***** Supplied records

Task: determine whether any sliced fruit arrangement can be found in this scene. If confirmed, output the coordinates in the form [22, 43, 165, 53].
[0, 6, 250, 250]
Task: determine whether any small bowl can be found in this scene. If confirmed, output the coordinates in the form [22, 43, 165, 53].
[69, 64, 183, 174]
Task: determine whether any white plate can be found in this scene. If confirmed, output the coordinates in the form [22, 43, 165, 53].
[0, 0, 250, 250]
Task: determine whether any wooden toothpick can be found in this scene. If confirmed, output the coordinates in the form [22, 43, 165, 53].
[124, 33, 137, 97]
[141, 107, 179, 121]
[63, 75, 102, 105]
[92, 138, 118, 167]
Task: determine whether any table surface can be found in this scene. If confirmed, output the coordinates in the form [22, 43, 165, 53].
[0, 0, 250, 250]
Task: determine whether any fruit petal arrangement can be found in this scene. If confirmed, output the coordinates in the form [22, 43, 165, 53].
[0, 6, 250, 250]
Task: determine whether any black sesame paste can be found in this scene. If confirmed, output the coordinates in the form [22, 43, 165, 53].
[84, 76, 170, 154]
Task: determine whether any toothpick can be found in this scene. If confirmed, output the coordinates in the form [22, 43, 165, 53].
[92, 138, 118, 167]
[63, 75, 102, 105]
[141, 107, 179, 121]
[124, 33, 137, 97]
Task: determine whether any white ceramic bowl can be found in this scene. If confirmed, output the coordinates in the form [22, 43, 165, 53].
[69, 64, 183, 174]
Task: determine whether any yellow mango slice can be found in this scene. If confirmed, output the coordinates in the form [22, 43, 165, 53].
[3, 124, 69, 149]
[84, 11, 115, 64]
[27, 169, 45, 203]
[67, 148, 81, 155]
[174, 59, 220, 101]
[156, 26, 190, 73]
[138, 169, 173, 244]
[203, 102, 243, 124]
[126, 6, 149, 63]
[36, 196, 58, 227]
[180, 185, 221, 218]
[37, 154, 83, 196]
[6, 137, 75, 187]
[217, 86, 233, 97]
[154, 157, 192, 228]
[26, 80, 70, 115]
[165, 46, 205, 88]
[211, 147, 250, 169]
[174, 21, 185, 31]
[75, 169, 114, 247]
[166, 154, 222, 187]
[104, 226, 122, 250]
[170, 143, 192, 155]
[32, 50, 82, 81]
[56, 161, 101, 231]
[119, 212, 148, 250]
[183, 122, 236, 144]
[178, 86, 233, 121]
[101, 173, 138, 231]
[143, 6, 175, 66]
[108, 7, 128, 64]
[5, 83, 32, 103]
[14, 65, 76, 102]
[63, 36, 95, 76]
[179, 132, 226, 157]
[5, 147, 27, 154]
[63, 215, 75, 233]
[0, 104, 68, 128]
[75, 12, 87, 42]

**********

# Short exercise
Retype all of the material above verbatim, line for line.

# Solution
Task: determine whether any sliced fruit arrangement can be found in this scene. If confirmed, output the coordinates in the form [22, 43, 165, 53].
[0, 6, 250, 250]
Task: determine whether any small bowl can be found in this scene. If confirmed, output the coordinates in the form [22, 43, 165, 53].
[69, 64, 183, 174]
Task: determine whether any white plate can be found in this scene. If confirmed, output the coordinates in the form [22, 43, 165, 53].
[0, 0, 250, 250]
Task: determine whether any wooden toothpick can be found in this scene. If confirmed, output the coordinates in the form [22, 43, 165, 53].
[124, 33, 137, 97]
[141, 107, 179, 121]
[63, 75, 102, 105]
[92, 138, 118, 167]
Task: determine whether any table surface can be found in this scene. If confirmed, output the coordinates in the form [22, 43, 165, 53].
[0, 0, 250, 250]
Task: determine whether any fruit petal arrangement can be found in this scene. If confirmed, output the coordinates in the form [22, 43, 165, 53].
[0, 6, 250, 250]
Task: determine whether any black sesame paste can be found in this scene. If confirmed, output the coordinates in the form [22, 43, 165, 53].
[84, 76, 170, 154]
Task: determine whether any toothpick can be found in this scene. If confirmed, output the coordinates in the form [22, 43, 165, 53].
[92, 138, 118, 167]
[63, 75, 102, 105]
[141, 107, 179, 121]
[124, 33, 137, 97]
Task: determine whether any white ceramic bowl can be found in this scene. If confirmed, output the coordinates in the form [22, 43, 165, 53].
[69, 64, 183, 174]
Task: determine whether any yellow mango slice can be found in this scene. If confirmed, output the coordinates in the form [22, 43, 165, 53].
[3, 124, 69, 149]
[84, 11, 115, 64]
[27, 169, 45, 203]
[67, 148, 81, 155]
[174, 59, 220, 101]
[156, 26, 190, 73]
[138, 169, 173, 244]
[203, 102, 243, 124]
[126, 6, 149, 63]
[36, 196, 58, 227]
[180, 185, 221, 218]
[37, 154, 83, 196]
[6, 137, 75, 187]
[217, 86, 233, 97]
[154, 157, 192, 228]
[26, 80, 70, 115]
[165, 46, 205, 88]
[211, 147, 250, 169]
[174, 21, 185, 31]
[75, 169, 114, 247]
[166, 154, 222, 187]
[104, 226, 122, 250]
[170, 143, 192, 155]
[32, 50, 82, 81]
[56, 161, 101, 231]
[119, 212, 148, 250]
[183, 122, 236, 144]
[178, 86, 233, 121]
[101, 173, 138, 231]
[143, 6, 175, 66]
[108, 7, 128, 64]
[5, 83, 32, 103]
[14, 65, 76, 102]
[63, 36, 95, 76]
[179, 132, 226, 157]
[5, 147, 27, 154]
[63, 215, 75, 233]
[0, 104, 68, 128]
[75, 12, 87, 42]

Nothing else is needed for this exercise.